##### ENTRIES SHOWN
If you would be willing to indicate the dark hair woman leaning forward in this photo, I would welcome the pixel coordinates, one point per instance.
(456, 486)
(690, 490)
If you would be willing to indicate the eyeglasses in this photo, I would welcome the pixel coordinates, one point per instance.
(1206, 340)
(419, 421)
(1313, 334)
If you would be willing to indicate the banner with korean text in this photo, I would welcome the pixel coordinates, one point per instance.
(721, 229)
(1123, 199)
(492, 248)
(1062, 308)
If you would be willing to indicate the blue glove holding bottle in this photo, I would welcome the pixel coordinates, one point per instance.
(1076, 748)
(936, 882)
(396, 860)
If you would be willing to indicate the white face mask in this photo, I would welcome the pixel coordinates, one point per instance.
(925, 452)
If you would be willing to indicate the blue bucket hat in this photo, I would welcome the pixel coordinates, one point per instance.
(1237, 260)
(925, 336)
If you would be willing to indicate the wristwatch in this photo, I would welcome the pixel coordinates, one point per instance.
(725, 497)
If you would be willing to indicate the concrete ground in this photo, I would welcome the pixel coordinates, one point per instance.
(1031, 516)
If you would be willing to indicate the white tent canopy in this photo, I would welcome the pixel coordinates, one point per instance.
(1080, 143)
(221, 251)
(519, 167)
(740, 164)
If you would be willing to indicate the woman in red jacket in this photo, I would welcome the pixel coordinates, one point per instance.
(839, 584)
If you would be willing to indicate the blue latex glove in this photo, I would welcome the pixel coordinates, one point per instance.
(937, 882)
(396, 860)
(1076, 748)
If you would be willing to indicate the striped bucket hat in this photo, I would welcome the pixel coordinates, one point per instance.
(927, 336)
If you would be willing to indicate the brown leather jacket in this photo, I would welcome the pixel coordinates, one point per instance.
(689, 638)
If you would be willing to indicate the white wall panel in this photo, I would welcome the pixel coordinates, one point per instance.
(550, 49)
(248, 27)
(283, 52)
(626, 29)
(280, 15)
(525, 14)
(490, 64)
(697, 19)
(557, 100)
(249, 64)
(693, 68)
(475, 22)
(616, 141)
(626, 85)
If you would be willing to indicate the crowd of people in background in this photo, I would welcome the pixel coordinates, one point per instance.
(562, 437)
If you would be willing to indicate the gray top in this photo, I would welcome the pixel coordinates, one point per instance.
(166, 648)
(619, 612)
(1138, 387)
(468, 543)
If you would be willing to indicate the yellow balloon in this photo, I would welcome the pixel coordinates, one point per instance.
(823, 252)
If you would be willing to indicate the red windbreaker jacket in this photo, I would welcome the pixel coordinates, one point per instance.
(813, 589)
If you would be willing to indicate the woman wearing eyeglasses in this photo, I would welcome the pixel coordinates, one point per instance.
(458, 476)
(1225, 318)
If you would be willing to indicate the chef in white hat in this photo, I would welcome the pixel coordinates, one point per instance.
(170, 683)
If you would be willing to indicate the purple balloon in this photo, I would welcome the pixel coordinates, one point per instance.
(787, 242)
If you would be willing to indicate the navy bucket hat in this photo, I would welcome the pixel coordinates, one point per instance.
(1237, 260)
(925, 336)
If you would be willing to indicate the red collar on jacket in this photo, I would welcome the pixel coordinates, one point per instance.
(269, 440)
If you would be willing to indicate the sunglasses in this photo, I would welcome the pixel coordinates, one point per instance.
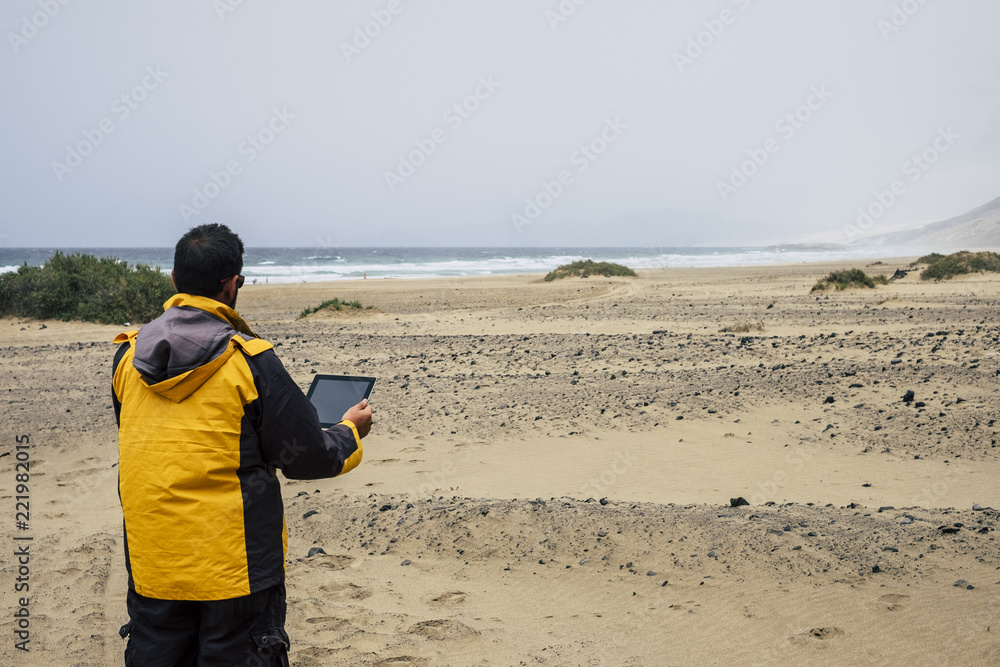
(239, 281)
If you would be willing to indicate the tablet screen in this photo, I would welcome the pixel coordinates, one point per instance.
(333, 395)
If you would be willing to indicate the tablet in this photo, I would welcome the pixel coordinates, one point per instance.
(333, 395)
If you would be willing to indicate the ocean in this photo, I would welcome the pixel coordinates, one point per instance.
(317, 264)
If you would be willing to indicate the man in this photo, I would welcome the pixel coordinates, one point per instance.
(206, 414)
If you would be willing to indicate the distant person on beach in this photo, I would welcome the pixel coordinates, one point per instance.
(206, 415)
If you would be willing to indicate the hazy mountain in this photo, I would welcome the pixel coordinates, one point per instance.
(979, 228)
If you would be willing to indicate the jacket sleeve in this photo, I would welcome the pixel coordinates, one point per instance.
(122, 349)
(291, 438)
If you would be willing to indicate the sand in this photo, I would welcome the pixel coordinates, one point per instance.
(549, 477)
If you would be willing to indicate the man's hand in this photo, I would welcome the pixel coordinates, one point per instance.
(361, 416)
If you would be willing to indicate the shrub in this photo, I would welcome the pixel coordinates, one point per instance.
(850, 278)
(588, 267)
(82, 287)
(942, 267)
(335, 304)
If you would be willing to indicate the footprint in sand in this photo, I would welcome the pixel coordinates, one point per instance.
(894, 601)
(329, 562)
(329, 622)
(401, 661)
(345, 591)
(442, 629)
(450, 599)
(818, 635)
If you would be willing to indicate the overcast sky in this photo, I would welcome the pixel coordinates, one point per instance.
(492, 122)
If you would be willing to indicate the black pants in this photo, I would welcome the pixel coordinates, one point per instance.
(247, 631)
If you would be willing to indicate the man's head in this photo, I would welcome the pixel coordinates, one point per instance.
(207, 262)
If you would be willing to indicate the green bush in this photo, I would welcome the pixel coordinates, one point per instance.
(850, 278)
(336, 304)
(82, 287)
(588, 267)
(942, 267)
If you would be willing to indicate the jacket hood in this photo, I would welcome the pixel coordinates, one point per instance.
(178, 351)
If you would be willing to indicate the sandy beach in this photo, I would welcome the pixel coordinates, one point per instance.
(549, 477)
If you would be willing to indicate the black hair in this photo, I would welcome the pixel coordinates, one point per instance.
(204, 257)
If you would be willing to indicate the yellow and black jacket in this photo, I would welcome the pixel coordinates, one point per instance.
(206, 414)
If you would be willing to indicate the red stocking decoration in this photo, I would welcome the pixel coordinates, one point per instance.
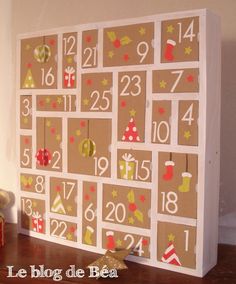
(168, 175)
(110, 240)
(169, 49)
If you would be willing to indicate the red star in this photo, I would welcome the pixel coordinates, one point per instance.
(190, 78)
(58, 188)
(72, 229)
(161, 110)
(54, 104)
(92, 188)
(88, 38)
(145, 242)
(123, 103)
(86, 197)
(142, 198)
(89, 82)
(72, 139)
(52, 41)
(82, 123)
(126, 57)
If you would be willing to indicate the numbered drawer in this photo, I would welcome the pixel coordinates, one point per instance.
(32, 183)
(39, 62)
(89, 53)
(26, 112)
(33, 214)
(63, 196)
(96, 92)
(132, 106)
(128, 45)
(126, 205)
(175, 81)
(188, 123)
(63, 230)
(134, 165)
(89, 225)
(25, 151)
(118, 240)
(177, 184)
(69, 60)
(180, 40)
(48, 143)
(87, 152)
(56, 103)
(161, 122)
(176, 244)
##########
*PROBLEM TO WORK ON*
I'd like every record printed exactly, with the pictures left out.

*REPLY*
If you would be willing to indicate the dark hair woman leaning forward in this photo, I would welcome the pixel coordinates, one point per instance.
(456, 486)
(690, 490)
If you would be willing to indicate the eyeglasses in this photo, I would welcome the pixel coordinates, one point per instance.
(1206, 340)
(419, 421)
(1313, 334)
If you would be willing to indicate the banner with korean text in this photo, I would welcome the pixel coordinates, one point per instance.
(721, 229)
(1123, 199)
(492, 248)
(1062, 308)
If you would be willing to indicate the blue glove holding bottle in this photo, I would welcome the pixel coordinates, one point per instance.
(1076, 748)
(936, 882)
(396, 860)
If you would be willing to indicate the white face mask in this photo, I would welcome the pixel coordinates, one point per instance.
(925, 452)
If you would be willing to indicate the blue bucket hat in this photo, I would welcome the pixel coordinates, one point per instance.
(1237, 260)
(925, 336)
If you would be willing to indicate the wristwatch in this photo, I would welcome the pixel coordinates, one point per instance.
(725, 497)
If you would be willing to indicate the concrete ground in this photo, I would welcome the pixel coordinates, one point per instance.
(1031, 516)
If you would be willing to indicate the white tent canopy in this photo, I would welcome the pixel coordinates, one point per instance.
(1080, 143)
(221, 251)
(519, 167)
(740, 164)
If you would be willing to indicate the woman in red jacket in this photo, I would welcome the pixel coordinates, one point per instance.
(839, 584)
If you would be willing to indicate the blue latex glove in this photo, I would welcome the pixel coordinates, one point per instance.
(937, 882)
(396, 860)
(1076, 748)
If you would be willing to indicate the striped bucket hat in this photo, I would welcome the pixel coordinates, one point per instance.
(927, 336)
If you would be willing to indicate the brown leather jacket in this photo, I would welcome the pixel coordinates, one point per instance.
(689, 638)
If you would be willing to indicate the white wall panel in this photo, I would welcome the pixel coordinates, one point per instance.
(550, 49)
(248, 27)
(283, 52)
(626, 29)
(280, 15)
(525, 14)
(490, 64)
(697, 19)
(557, 100)
(249, 64)
(693, 68)
(475, 22)
(616, 141)
(626, 85)
If you would be willing to indicate the crowd of people in background in this photo, I would welcome the pixel coordinates, one point per instance.
(562, 437)
If you would be willing to indicate the gray top in this photo, I would welcome the pixel coordinates, one point per instance.
(166, 648)
(619, 612)
(1138, 387)
(468, 543)
If you would be willing to indicate the yellow balloon in this photo, I would welcome the pixel coordinates, one point per instance.
(823, 252)
If you would be willing to indicate the red windbreaker jacket in this photo, I would welcome the pixel coordinates, one point per instance.
(813, 589)
If you would be willing to indicate the woman wearing eyeglasses in this photo, I would welcome the pixel coordinates, one point per instance.
(458, 476)
(1225, 318)
If you would be willing to indicate the chef in white hat in this photo, I would welcome the pixel coordinates, one point per instance.
(170, 683)
If you would be willing to indicate the purple balloon in this photo, I would welcome the pixel coordinates, one point per instance.
(787, 242)
If you would be willing to indicate the navy bucket hat in this photo, I would welcome the pixel coordinates, one point per instance.
(1237, 260)
(925, 336)
If you would be willing to indicate the red collar on jacket in this photo, I would welcome the pixel coordinates, one point per instance.
(269, 440)
If you would be willing to indicate the sunglasses in this photo, I would welcome the pixel coordinates, one point per instance.
(239, 281)
If you would be willing to indicate the tablet screen in this photo, I would welcome the pixel coordinates, one point per instance.
(333, 395)
If you would be willing to indicate the tablet in this photo, I would welcome the pixel coordinates, one point per instance.
(333, 395)
If you would be willing to indicate the ocean in this photo, I would welcome the pixel coordinates, one point per instance.
(317, 264)
If you would be willing to indicate the man in this photo, I would welcome the pixel coordinates, one point per instance.
(206, 414)
If you would be willing to indicate the distant person on beach in this photo, I would welcome the pixel coordinates, one point per instance.
(206, 415)
If you would be willing to indicate the hazy mountain in this photo, I would welcome the pixel coordinates, one point per instance.
(979, 228)
If you would be willing to indicate the jacket sleeve in this photo, I would welcome the pixel coordinates, one point per instance.
(122, 349)
(291, 438)
If you would be willing to indicate the sand in this photo, I would welcome the pixel coordinates, one point per instance.
(549, 477)
If you would be willing to indicate the man's hand in this photo, I would welcome the pixel coordinates, one point per instance.
(361, 416)
If you would be willing to indicate the shrub in this photo, I would welcome the pixel coordinates, one point per instance.
(850, 278)
(588, 267)
(82, 287)
(942, 267)
(335, 304)
If you would be willing to indicate the footprint in sand in this photo, I would welcome the pixel coordinates, one point per instance.
(894, 601)
(329, 562)
(329, 622)
(401, 661)
(345, 591)
(442, 629)
(450, 599)
(818, 635)
If you would be willing to indicate the overcast sky in this photo, I would welcome the pixel coordinates, one point per instance.
(492, 122)
If you would be willing to indicate the black pants in this photo, I would welcome the pixel coordinates, one point per instance.
(247, 631)
If you would be willing to indicate the man's head in this photo, I would welcome the pixel coordinates, one point per instance.
(207, 262)
If you would be willing to indicate the green bush in this photo, I would welcome the pixel coordinates, one point per instance.
(850, 278)
(336, 304)
(82, 287)
(588, 267)
(942, 267)
If you would be willing to indicate the jacket hood in this photo, I would welcome the pixel coordinates, one point per instance.
(178, 351)
If you would be willing to indicate the sandy beach in this photo, I would welcome the pixel coordinates, one point per instance.
(549, 477)
If you would be willing to indicate the black hair in this photo, I would welcome the pixel coordinates, one point per instance.
(204, 257)
If you would be willing to indicate the yellow and black jacket in this photo, I would welcome the pixel coordinates, one point per instance.
(206, 414)
If you would be willing to indicate the red stocking decoration in this photo, I would welcome the pixel coordinates, one point per instance.
(168, 175)
(110, 240)
(169, 49)
If you would be willing to indicate the red star in this photo, I would welcome the pixel coordinates, one point per instance.
(190, 78)
(58, 188)
(72, 229)
(161, 110)
(54, 104)
(92, 188)
(88, 38)
(145, 242)
(123, 103)
(86, 197)
(142, 198)
(89, 82)
(72, 139)
(52, 41)
(82, 123)
(126, 57)
If you would be willing to indicate the numbered drawer in this photo, I would welcome the pixel coordinates, one point per instance.
(32, 183)
(39, 62)
(89, 53)
(26, 112)
(33, 214)
(63, 196)
(96, 92)
(132, 106)
(128, 45)
(126, 205)
(175, 81)
(188, 123)
(63, 230)
(134, 165)
(89, 225)
(25, 151)
(118, 240)
(177, 184)
(69, 60)
(180, 40)
(48, 143)
(87, 152)
(56, 103)
(161, 122)
(176, 244)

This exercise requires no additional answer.